◆ TAREA ASIGNADA ◆
Reescriba de forma más breve el párrafo del pasaje citado que comienza con «Los uruguayos, según los primeros sondeos» y conserve sus datos principales.

Si le interesa leer más de Cultura, le sugerimos: José Mujica: Volver a la vida (II)
En julio de 2012, Mujica presentó ante el Congreso un proyecto de ley que pretendía legalizar el tráfico y el consumo de marihuana en su país. La idea, polémica, difícil, se sustentaba en una propuesta que años atrás le había comentado su compañero de militancia y de cárcel, Eleuterio Fernández Huidobro, y le apuntaba a largo plazo tanto a la seguridad como a la educación. Las cifras de la OEA, y de varios organismos internacionales dedicadas a la investigación del tema drogas, guerra, economías, sociedad, muerte y demás, decían que más del 40 por ciento de los presos en el mundo habían sido condenados por asuntos relacionados con la droga, y que solo Estados Unidos, en teoría el país más interesado en combatir el narcotráfico, había destinado cada año más de 50 mil millones de dólares en ese objetivo, desde que en 1971 el entonces presidente, Richard Nixon, le hubiera declarado la guerra a las drogas.
Los uruguayos, según los primeros sondeos, se mostraban casi en un 70 por ciento en contra de la ley de Mujica. Unos, por tradición. Otros, para preservar lo que consideraban “las buenas costumbres”. Algunos, por simple juego político. Y por ahí, diseminados, estaban los que consideraban la medida como una incitación a la drogadicción y una manera de fortalecer al narcotráfico. De cualquier forma, José Mujica siguió adelante, convencido de los beneficios de la ley y de que sólo legalizando las drogas se podría combatir con efectividad la guerra que desataba su prohibición. En el fondo, había muchos intereses entre muchos actores para que la guerra contra el narcotráfico continuara. A fin de cuentas, bajo el pretexto de aquella guerra, muchos “combatientes” se habían vuelto multimillonarios.

◆ EXTRACTOS DE REGISTROS ◆

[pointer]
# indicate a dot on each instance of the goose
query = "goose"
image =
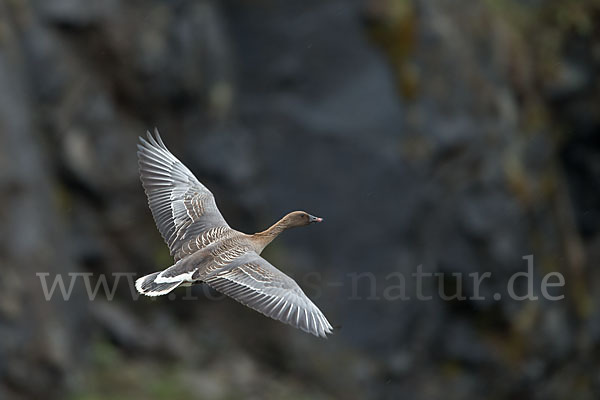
(207, 250)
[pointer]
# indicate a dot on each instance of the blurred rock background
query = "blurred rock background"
(460, 136)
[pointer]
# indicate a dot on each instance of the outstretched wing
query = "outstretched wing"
(182, 207)
(254, 282)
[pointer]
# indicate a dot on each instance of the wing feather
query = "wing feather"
(182, 207)
(254, 282)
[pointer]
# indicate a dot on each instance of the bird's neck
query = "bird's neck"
(262, 239)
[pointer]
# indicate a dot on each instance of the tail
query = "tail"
(146, 285)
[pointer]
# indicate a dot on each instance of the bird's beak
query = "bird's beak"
(312, 219)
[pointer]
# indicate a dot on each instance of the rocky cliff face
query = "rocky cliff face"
(455, 137)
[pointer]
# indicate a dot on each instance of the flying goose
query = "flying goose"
(205, 249)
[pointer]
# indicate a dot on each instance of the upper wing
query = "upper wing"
(254, 282)
(182, 207)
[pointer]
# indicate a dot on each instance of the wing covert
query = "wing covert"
(182, 207)
(254, 282)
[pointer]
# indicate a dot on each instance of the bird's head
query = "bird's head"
(300, 218)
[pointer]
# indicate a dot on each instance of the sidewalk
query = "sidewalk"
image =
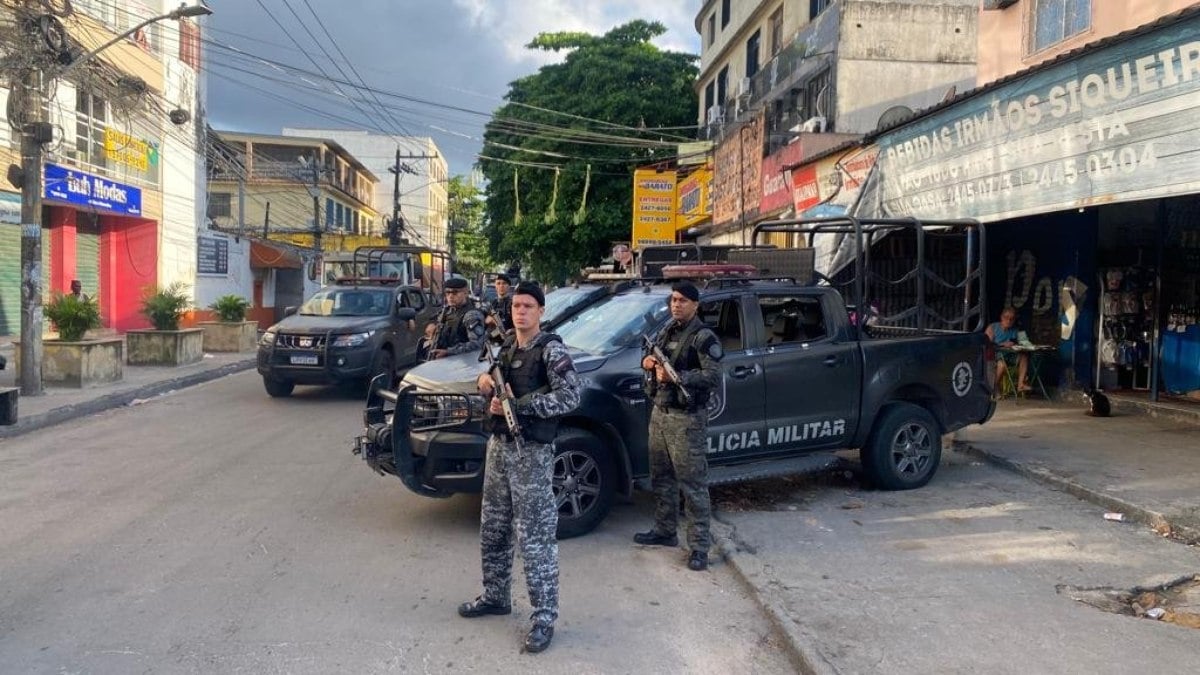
(57, 405)
(969, 573)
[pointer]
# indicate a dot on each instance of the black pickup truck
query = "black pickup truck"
(801, 381)
(347, 333)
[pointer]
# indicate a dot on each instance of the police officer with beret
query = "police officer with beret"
(679, 425)
(461, 326)
(519, 497)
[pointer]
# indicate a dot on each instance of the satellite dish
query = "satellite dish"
(892, 115)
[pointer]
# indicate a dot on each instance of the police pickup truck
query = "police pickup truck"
(801, 381)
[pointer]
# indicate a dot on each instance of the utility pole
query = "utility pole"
(34, 132)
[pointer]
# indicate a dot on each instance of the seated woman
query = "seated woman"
(1003, 334)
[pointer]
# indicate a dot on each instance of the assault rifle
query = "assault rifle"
(665, 363)
(501, 390)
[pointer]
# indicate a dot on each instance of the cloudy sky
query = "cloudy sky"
(424, 58)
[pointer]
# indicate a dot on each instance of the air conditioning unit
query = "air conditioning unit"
(814, 125)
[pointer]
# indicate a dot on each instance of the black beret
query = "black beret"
(687, 290)
(533, 290)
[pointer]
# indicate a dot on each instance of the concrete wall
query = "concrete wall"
(901, 53)
(1005, 34)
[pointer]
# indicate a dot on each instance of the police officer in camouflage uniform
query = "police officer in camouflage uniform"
(519, 499)
(678, 428)
(461, 327)
(503, 303)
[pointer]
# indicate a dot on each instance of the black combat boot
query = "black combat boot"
(539, 638)
(653, 538)
(479, 607)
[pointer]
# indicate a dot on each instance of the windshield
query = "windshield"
(559, 300)
(615, 323)
(348, 302)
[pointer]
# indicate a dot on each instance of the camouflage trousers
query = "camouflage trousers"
(678, 464)
(519, 501)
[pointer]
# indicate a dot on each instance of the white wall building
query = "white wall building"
(423, 192)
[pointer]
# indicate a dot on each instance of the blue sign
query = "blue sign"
(88, 190)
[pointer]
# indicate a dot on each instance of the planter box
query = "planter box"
(225, 336)
(82, 364)
(165, 347)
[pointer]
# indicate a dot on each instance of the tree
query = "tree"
(467, 216)
(586, 121)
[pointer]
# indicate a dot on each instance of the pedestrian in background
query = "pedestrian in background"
(679, 425)
(519, 497)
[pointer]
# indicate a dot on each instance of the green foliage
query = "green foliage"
(637, 90)
(166, 306)
(72, 316)
(231, 309)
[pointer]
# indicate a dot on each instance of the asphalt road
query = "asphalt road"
(217, 530)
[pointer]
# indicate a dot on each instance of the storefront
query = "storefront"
(1086, 169)
(96, 233)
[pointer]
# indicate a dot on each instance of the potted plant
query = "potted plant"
(231, 332)
(166, 344)
(72, 360)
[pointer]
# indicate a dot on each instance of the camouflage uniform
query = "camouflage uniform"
(461, 329)
(677, 437)
(517, 488)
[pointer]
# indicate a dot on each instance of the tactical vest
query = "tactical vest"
(679, 346)
(526, 374)
(454, 328)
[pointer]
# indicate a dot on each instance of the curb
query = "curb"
(1153, 519)
(109, 401)
(801, 649)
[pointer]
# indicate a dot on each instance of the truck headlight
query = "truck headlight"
(353, 339)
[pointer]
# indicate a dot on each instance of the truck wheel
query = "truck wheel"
(904, 448)
(279, 388)
(585, 481)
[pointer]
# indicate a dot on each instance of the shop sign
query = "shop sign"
(654, 204)
(213, 255)
(125, 149)
(87, 190)
(1117, 124)
(695, 205)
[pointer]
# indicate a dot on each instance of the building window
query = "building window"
(220, 204)
(753, 53)
(1055, 21)
(91, 118)
(777, 31)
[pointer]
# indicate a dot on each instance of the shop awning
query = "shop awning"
(263, 255)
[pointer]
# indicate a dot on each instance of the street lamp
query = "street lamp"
(33, 137)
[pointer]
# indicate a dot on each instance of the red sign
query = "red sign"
(805, 191)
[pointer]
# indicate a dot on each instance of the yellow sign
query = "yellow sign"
(125, 149)
(694, 202)
(654, 207)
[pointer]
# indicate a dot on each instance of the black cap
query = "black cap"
(533, 290)
(687, 290)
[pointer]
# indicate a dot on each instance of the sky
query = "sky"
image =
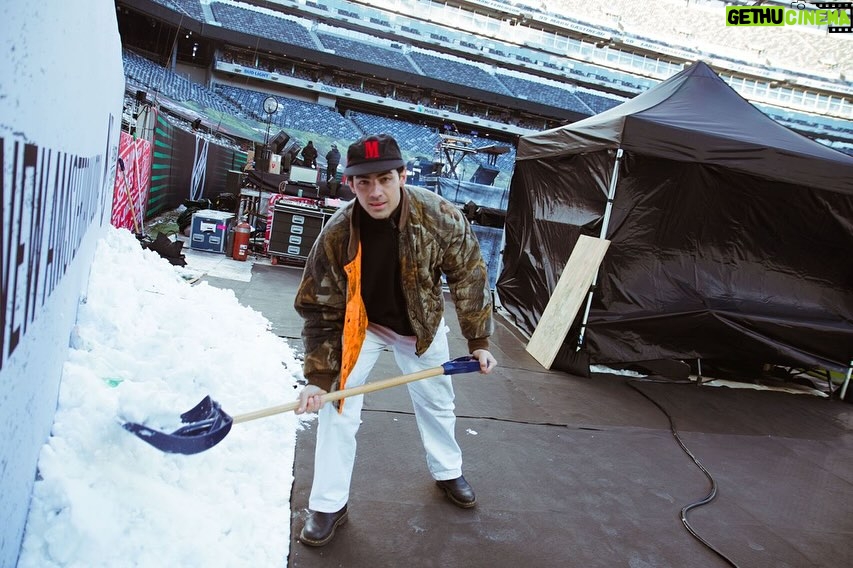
(149, 345)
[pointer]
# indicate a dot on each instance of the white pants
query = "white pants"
(433, 403)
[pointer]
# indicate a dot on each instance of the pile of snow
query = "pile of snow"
(147, 347)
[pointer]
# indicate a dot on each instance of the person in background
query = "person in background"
(333, 158)
(309, 155)
(371, 283)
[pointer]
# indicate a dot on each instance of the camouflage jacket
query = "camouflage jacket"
(435, 239)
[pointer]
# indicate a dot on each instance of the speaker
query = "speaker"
(233, 180)
(262, 159)
(485, 175)
(278, 142)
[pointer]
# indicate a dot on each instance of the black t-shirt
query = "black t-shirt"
(381, 287)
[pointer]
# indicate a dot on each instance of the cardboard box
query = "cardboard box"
(209, 230)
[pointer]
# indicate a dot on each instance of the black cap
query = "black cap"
(373, 154)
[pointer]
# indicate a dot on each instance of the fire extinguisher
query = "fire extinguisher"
(241, 241)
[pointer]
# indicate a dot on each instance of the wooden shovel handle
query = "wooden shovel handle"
(339, 394)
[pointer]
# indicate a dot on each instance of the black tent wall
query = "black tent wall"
(717, 253)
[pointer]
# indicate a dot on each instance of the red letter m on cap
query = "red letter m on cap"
(371, 149)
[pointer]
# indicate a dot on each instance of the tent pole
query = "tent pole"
(611, 191)
(843, 392)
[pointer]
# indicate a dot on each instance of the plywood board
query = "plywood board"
(567, 298)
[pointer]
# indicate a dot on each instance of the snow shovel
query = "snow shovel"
(206, 424)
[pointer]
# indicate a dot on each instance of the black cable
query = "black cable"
(712, 494)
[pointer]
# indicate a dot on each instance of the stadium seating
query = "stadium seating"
(362, 51)
(455, 71)
(278, 28)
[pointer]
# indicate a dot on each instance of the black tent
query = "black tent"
(731, 235)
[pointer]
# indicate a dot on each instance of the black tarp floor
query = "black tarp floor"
(582, 472)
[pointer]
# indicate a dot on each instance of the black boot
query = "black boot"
(320, 527)
(459, 492)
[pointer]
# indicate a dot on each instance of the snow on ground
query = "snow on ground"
(147, 347)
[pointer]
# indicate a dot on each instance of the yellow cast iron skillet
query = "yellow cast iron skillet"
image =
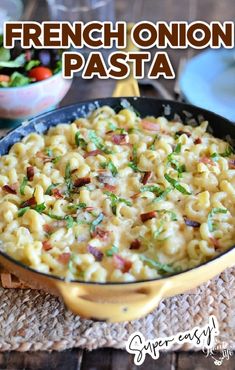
(116, 302)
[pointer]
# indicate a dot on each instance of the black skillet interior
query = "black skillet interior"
(145, 106)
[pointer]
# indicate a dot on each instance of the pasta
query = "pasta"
(113, 197)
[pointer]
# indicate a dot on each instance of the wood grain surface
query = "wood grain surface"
(106, 359)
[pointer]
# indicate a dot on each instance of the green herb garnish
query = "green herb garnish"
(98, 142)
(213, 212)
(50, 188)
(115, 200)
(80, 142)
(23, 185)
(228, 151)
(110, 165)
(176, 185)
(161, 267)
(39, 207)
(96, 222)
(22, 211)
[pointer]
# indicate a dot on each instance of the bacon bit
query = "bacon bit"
(30, 173)
(148, 216)
(146, 177)
(231, 164)
(82, 181)
(198, 141)
(119, 139)
(93, 153)
(181, 132)
(95, 252)
(64, 258)
(215, 242)
(150, 126)
(101, 234)
(4, 78)
(111, 188)
(46, 245)
(89, 209)
(9, 189)
(56, 193)
(136, 195)
(44, 157)
(135, 244)
(28, 203)
(191, 223)
(53, 226)
(207, 160)
(121, 264)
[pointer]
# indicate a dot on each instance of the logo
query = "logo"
(203, 338)
(219, 353)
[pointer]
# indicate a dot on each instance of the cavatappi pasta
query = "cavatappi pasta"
(113, 197)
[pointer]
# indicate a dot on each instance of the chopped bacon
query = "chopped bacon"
(45, 158)
(4, 78)
(30, 173)
(197, 141)
(53, 226)
(56, 193)
(9, 189)
(93, 153)
(207, 160)
(150, 126)
(146, 177)
(215, 242)
(148, 216)
(231, 164)
(95, 252)
(181, 132)
(89, 209)
(82, 181)
(191, 223)
(64, 258)
(121, 264)
(135, 244)
(111, 188)
(46, 245)
(101, 234)
(28, 203)
(119, 139)
(136, 195)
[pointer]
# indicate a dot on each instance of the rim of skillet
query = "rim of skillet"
(100, 100)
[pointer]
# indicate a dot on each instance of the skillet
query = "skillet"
(115, 302)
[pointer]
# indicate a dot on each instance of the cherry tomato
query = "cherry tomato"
(40, 73)
(4, 78)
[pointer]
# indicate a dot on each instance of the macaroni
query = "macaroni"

◆ SOLUCIÓN PROPUESTA ◆
Según los primeros sondeos, casi el 70 por ciento de los uruguayos estaba en contra de la ley de Mujica. Las razones eran la tradición, la defensa de «las buenas costumbres», el juego político o la idea de que la medida incitaba a la drogadicción y fortalecía al narcotráfico. Aun así, Mujica siguió adelante. Estaba convencido de los beneficios de la ley y de que solo legalizando las drogas se podría combatir con efectividad la guerra que desataba su prohibición. En el fondo, muchos actores tenían intereses en que la guerra contra el narcotráfico continuara, pues con ese pretexto muchos «combatientes» se habían vuelto multimillonarios.